══ Task data ══
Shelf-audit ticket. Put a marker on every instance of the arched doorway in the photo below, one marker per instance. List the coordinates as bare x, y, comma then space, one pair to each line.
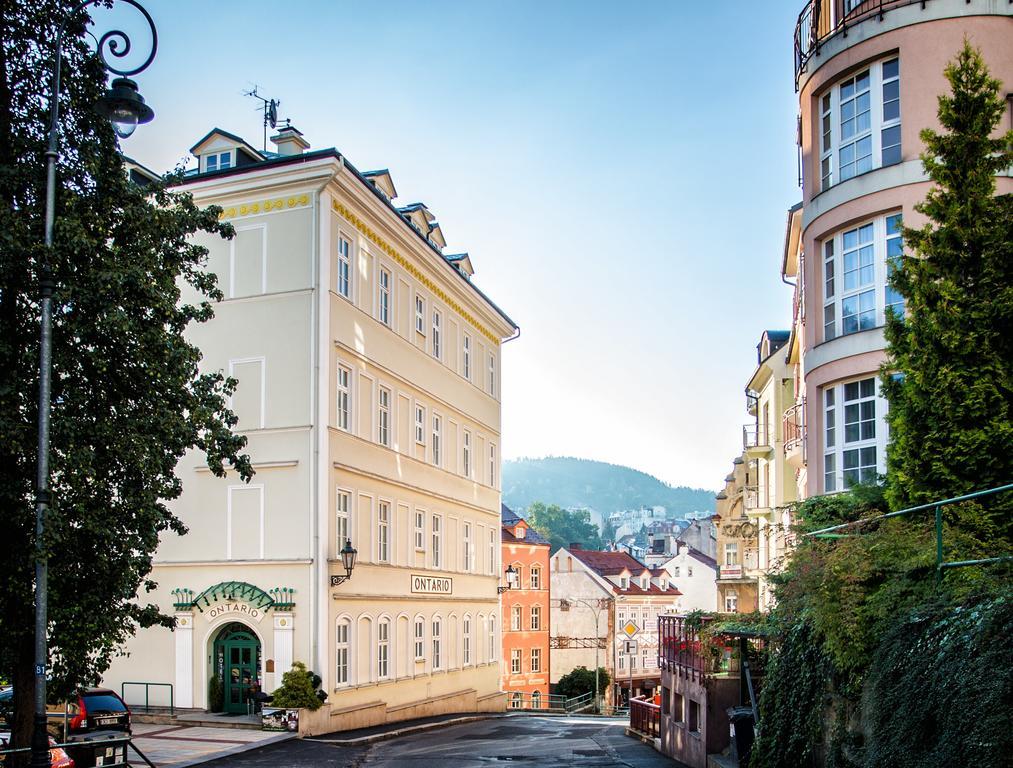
236, 660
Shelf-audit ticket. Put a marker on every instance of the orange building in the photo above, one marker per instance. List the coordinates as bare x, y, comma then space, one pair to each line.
525, 613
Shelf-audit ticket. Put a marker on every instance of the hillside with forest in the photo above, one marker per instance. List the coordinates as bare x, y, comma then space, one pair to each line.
604, 487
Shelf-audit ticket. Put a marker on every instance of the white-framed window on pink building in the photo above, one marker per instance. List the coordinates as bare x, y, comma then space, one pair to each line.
859, 123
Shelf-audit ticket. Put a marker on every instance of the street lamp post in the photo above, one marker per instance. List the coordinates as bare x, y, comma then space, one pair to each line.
126, 109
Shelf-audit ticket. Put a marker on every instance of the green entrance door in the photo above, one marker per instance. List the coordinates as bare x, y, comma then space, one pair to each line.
237, 653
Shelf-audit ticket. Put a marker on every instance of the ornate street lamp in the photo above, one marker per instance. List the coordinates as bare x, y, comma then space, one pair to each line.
512, 574
126, 108
347, 553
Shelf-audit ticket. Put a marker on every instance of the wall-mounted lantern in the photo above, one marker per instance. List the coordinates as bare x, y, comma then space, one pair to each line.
347, 553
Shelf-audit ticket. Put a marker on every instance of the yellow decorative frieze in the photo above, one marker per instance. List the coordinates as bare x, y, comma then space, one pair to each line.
264, 206
413, 271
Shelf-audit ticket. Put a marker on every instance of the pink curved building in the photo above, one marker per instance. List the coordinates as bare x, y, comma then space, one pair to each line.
868, 76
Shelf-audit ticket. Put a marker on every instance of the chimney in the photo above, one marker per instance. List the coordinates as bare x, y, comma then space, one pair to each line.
290, 141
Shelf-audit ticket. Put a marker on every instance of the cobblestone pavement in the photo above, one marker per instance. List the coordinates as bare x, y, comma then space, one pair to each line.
182, 745
520, 741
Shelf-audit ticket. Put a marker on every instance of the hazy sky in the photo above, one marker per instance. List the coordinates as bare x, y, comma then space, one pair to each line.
619, 172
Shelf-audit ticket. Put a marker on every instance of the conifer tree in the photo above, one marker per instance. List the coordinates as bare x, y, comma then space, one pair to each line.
949, 372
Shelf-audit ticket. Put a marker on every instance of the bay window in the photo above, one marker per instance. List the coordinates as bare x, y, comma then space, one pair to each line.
856, 264
854, 434
860, 123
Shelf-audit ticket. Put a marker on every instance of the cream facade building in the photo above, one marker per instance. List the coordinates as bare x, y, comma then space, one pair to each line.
369, 368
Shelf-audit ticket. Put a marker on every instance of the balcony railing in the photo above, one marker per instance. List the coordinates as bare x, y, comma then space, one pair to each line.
791, 425
755, 497
822, 19
755, 436
645, 717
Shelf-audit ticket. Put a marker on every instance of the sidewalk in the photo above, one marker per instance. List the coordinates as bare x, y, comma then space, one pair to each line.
182, 746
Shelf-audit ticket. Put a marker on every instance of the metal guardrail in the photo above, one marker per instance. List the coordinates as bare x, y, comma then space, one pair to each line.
829, 533
120, 756
822, 19
147, 705
645, 717
551, 702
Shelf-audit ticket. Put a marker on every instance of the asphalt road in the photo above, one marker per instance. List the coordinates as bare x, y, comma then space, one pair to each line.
516, 741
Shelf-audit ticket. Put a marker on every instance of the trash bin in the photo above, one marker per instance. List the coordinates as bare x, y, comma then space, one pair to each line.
741, 718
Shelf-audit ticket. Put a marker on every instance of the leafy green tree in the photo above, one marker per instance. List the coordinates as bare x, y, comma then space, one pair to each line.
949, 373
562, 527
299, 689
129, 399
581, 681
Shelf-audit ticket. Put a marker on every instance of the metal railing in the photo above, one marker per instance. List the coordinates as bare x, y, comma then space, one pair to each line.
118, 747
937, 507
147, 706
755, 436
791, 426
755, 497
548, 702
822, 19
645, 717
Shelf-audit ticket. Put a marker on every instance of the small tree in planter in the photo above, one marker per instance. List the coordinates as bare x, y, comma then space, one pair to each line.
299, 689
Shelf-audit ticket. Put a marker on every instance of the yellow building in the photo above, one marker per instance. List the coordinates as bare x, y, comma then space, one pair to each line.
369, 369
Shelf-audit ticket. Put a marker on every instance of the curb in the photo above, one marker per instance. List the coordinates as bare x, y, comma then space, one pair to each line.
373, 738
231, 751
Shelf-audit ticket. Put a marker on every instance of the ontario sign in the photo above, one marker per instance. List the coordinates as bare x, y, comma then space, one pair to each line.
431, 585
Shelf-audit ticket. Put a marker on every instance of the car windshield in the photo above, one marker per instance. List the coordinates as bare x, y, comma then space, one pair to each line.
102, 702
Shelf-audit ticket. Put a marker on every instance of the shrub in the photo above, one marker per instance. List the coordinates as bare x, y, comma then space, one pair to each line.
298, 689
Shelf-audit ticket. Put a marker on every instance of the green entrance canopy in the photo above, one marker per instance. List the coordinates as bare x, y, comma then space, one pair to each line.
242, 591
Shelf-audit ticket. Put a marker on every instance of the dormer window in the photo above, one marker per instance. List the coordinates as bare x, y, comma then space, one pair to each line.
217, 161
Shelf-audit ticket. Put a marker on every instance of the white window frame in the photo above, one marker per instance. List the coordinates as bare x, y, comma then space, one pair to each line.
383, 415
847, 247
437, 333
218, 157
419, 314
437, 440
493, 645
385, 293
342, 653
383, 648
436, 531
832, 119
419, 530
839, 427
342, 517
344, 275
419, 425
437, 638
730, 554
419, 638
466, 453
467, 546
383, 530
343, 400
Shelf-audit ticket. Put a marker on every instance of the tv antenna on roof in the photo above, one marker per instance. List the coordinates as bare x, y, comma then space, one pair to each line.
269, 111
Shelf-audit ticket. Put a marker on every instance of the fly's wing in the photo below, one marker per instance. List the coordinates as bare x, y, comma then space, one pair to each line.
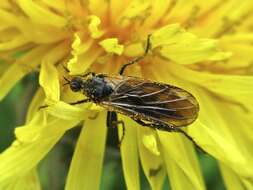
152, 102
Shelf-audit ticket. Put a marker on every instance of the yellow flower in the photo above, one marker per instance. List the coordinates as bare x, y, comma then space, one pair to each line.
202, 47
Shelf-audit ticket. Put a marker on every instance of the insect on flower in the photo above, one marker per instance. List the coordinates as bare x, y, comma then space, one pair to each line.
152, 104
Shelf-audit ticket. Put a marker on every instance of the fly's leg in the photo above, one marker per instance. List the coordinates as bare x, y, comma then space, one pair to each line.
170, 129
79, 102
71, 103
112, 121
137, 59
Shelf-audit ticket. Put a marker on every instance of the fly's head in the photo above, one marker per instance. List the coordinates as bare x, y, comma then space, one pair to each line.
96, 88
76, 84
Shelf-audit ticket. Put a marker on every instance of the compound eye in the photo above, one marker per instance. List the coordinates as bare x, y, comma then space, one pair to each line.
76, 84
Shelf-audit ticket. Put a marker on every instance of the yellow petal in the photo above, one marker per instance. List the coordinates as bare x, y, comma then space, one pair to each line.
18, 160
98, 7
38, 14
181, 162
83, 55
37, 101
111, 45
183, 47
129, 153
94, 23
49, 80
138, 10
151, 159
65, 111
14, 43
234, 89
20, 68
86, 164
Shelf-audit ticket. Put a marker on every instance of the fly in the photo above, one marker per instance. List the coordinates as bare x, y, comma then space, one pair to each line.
149, 103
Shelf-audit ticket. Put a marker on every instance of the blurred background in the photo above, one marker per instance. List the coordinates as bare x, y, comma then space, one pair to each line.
54, 167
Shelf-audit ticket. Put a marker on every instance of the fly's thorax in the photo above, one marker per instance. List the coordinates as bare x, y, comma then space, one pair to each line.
96, 88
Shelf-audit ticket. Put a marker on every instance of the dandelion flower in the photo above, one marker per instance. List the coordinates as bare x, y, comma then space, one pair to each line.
202, 47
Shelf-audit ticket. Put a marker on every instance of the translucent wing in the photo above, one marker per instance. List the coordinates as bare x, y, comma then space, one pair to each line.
150, 101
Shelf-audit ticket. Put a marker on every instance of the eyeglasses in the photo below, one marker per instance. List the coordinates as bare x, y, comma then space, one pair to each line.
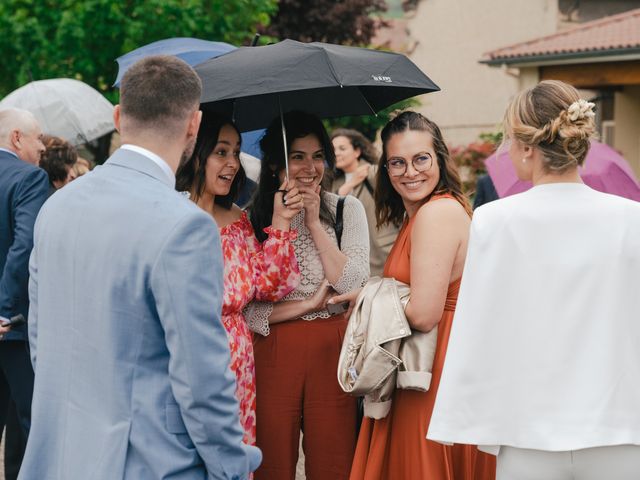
398, 166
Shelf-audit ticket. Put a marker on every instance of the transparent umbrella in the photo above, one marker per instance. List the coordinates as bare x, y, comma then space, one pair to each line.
66, 108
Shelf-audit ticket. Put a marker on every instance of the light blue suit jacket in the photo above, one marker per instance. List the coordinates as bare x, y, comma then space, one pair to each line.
131, 357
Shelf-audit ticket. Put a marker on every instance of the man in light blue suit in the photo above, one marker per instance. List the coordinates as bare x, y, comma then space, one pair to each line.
131, 359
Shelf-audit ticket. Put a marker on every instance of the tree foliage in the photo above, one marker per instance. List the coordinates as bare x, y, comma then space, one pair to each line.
82, 38
348, 22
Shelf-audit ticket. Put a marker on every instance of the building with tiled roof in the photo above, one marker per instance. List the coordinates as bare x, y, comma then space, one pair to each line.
617, 35
592, 44
601, 56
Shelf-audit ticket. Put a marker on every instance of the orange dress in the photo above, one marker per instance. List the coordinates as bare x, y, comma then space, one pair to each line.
395, 447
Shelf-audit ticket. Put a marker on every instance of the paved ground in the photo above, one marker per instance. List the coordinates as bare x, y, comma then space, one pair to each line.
299, 470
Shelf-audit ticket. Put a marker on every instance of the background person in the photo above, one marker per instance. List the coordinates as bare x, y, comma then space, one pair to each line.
298, 341
58, 160
356, 166
133, 381
543, 362
265, 271
23, 190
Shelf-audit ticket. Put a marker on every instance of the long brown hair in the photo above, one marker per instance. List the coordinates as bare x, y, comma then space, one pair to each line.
389, 204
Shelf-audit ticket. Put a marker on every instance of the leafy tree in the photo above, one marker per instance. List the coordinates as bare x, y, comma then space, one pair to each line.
348, 22
82, 38
369, 125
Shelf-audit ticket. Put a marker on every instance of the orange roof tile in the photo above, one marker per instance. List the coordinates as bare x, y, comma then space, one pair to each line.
608, 35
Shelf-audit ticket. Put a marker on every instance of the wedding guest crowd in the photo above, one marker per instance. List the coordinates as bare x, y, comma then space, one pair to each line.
209, 345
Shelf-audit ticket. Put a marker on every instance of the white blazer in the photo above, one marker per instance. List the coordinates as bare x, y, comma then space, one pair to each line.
545, 346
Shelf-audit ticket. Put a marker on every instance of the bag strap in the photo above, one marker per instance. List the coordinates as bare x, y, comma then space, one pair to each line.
339, 223
368, 186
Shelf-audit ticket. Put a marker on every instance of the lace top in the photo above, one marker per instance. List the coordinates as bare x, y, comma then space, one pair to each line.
355, 246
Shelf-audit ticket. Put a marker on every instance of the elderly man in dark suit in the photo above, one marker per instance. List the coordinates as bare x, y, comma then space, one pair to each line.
23, 190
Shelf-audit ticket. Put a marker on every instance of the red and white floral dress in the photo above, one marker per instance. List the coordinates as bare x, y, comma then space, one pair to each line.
265, 272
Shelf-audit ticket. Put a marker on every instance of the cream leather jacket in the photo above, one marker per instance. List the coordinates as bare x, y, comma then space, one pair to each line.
380, 352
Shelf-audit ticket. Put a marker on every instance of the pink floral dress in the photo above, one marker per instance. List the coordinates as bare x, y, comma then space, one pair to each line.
265, 272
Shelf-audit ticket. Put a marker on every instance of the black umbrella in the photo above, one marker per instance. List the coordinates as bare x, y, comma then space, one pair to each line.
256, 84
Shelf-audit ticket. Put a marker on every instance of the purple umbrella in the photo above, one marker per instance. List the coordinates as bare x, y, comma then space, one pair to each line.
604, 170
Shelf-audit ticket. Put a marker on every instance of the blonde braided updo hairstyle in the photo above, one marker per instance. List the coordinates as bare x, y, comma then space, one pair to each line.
552, 117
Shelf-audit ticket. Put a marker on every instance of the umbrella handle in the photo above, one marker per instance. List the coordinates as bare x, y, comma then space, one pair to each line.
284, 140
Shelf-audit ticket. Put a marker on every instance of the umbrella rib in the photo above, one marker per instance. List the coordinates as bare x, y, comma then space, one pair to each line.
333, 72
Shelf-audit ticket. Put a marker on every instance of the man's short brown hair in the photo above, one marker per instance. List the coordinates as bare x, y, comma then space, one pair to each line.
159, 92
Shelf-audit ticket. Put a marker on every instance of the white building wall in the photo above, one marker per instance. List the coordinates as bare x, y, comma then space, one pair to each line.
627, 121
452, 35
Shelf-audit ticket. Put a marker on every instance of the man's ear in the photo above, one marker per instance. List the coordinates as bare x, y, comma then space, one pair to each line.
116, 117
194, 124
14, 139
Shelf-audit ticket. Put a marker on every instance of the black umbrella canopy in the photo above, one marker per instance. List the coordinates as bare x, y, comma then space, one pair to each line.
253, 84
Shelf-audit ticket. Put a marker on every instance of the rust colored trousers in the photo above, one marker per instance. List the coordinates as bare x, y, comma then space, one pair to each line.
297, 389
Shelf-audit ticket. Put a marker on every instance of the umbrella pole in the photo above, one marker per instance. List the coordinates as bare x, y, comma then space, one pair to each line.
284, 140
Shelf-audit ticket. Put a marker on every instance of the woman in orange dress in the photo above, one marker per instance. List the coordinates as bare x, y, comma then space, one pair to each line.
419, 188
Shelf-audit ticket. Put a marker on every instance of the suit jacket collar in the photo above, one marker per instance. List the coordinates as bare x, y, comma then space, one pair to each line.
140, 163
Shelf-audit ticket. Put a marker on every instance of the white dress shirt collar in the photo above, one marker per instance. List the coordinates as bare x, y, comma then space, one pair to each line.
155, 158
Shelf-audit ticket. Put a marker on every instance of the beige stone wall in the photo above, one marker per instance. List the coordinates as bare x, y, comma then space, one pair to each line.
627, 125
452, 35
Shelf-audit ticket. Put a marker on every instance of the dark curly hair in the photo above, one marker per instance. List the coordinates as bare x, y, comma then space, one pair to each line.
59, 156
192, 174
297, 125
═══
• Aim of the exercise:
Transcribe the records above exactly, but only from the line that contains "Shelf-audit ticket. Put a marker on every instance of the woman" through their final line, inclusive.

• Finished task:
Shelf-audit ticket. Put a marker on every instance of the woman in orange dress in the photo above, one marker per instance. List the coordinates as bare x, y, comma then space, one pair to each line.
419, 188
Shelf-audit ticket. Put a marker on every instance of the suit jacket collar in the photo above, one marker per instance. List the coordinates as bare x, y, comma then space, one pair to each line.
140, 163
Shelf-audit ticket. Put a marker on every instance of the white dress shirt collar in the photo above, one marker per instance. List the coordinates as bare x, y, comma then space, one pair to each line.
155, 158
Shelf-audit ticket. Put a marker on every instance of the beige stone wall in the photo above, one marker per instance. List the coordinates as bare x, y, comma then space, one pair to each line.
627, 125
452, 35
Shelf-audit ticket. Put a marker on every instance of the dark curly hair in the photo above, one marker per instance. List the coordinates as bare x, y, comma then space, one pair to each line.
59, 156
192, 174
297, 125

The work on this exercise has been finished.